→ Prompt: Pull every line holding the string "after" from the records below.

*** Opening Supplied records ***

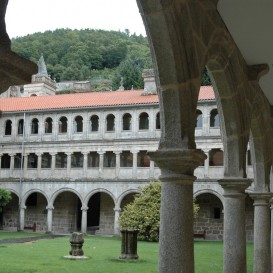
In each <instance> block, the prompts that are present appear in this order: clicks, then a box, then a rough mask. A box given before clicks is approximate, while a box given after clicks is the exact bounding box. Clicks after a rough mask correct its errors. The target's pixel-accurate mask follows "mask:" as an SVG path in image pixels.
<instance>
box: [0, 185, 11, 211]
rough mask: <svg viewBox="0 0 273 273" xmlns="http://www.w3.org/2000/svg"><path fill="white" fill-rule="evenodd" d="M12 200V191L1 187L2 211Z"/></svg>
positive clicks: (0, 196) (0, 199) (0, 208)
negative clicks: (10, 201)
mask: <svg viewBox="0 0 273 273" xmlns="http://www.w3.org/2000/svg"><path fill="white" fill-rule="evenodd" d="M10 200H11V193H10V192H9V191H7V190H4V189H0V211H2V209H3V207H4V206H6V205H7V204H8V203H9V201H10Z"/></svg>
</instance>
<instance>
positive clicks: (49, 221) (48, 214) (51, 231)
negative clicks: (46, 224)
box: [46, 206, 54, 233]
mask: <svg viewBox="0 0 273 273" xmlns="http://www.w3.org/2000/svg"><path fill="white" fill-rule="evenodd" d="M46 209H47V231H46V232H47V233H52V219H53V210H54V207H53V206H48V207H46Z"/></svg>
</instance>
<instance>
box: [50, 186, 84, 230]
mask: <svg viewBox="0 0 273 273" xmlns="http://www.w3.org/2000/svg"><path fill="white" fill-rule="evenodd" d="M68 201H69V202H68ZM51 202H52V203H50V204H49V206H48V207H50V208H53V211H52V216H53V217H52V230H53V231H54V232H59V233H60V232H61V233H67V232H73V231H80V230H81V222H82V211H81V208H82V198H81V195H80V194H79V193H78V192H77V191H76V190H74V189H71V188H62V189H60V190H58V191H56V192H55V193H54V194H53V196H52V198H51Z"/></svg>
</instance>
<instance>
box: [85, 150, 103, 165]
mask: <svg viewBox="0 0 273 273" xmlns="http://www.w3.org/2000/svg"><path fill="white" fill-rule="evenodd" d="M99 162H100V157H99V154H98V153H97V152H90V153H89V154H88V156H87V166H88V167H89V168H98V167H99Z"/></svg>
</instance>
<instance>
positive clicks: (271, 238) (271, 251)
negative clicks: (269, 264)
mask: <svg viewBox="0 0 273 273" xmlns="http://www.w3.org/2000/svg"><path fill="white" fill-rule="evenodd" d="M270 204H271V206H270V210H271V240H270V242H271V272H273V198H271V200H270Z"/></svg>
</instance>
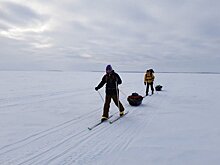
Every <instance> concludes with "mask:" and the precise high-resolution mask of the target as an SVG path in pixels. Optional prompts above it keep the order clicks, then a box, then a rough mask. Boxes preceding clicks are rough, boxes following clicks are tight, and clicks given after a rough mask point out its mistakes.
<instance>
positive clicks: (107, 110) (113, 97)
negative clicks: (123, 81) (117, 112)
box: [102, 95, 124, 118]
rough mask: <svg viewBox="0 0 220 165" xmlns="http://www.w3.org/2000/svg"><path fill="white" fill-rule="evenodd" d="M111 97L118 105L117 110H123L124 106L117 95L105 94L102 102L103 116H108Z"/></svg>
mask: <svg viewBox="0 0 220 165" xmlns="http://www.w3.org/2000/svg"><path fill="white" fill-rule="evenodd" d="M112 99H113V101H114V103H115V105H116V106H117V107H118V106H119V111H120V112H123V111H124V107H123V105H122V104H121V102H120V101H119V100H118V97H117V95H106V96H105V103H104V108H103V115H102V116H103V117H107V118H108V117H109V116H108V114H109V108H110V103H111V100H112Z"/></svg>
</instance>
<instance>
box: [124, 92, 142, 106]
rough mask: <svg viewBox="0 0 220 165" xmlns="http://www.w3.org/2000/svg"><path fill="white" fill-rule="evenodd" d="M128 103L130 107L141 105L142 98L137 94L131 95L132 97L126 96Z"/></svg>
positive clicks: (138, 94)
mask: <svg viewBox="0 0 220 165" xmlns="http://www.w3.org/2000/svg"><path fill="white" fill-rule="evenodd" d="M127 100H128V102H129V104H130V105H132V106H138V105H140V104H141V103H142V100H143V97H142V96H140V95H139V94H137V93H132V95H130V96H128V98H127Z"/></svg>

*** Closing Supplied records ***

→ Solution to this exercise:
In each <instance> block, the prompts that are present appear in this order: clicks, then a box, then a rough mask. A box given before clicks is approximate, while a box given after clicks is the exact bounding box. Clicks after a rough mask correct its errors. The target's pixel-accurate mask follows "mask:" as an SVG path in image pixels.
Every <instance> concludes with "mask:" and the precise high-resolution mask of the target as an SVG path in pixels. Optional prompts above it keep the order clicks, then a box, then a rough mask. Boxes preceding clicks are rough, boxes following clicks are tight, and clicks given after a rough mask point out its mistakes.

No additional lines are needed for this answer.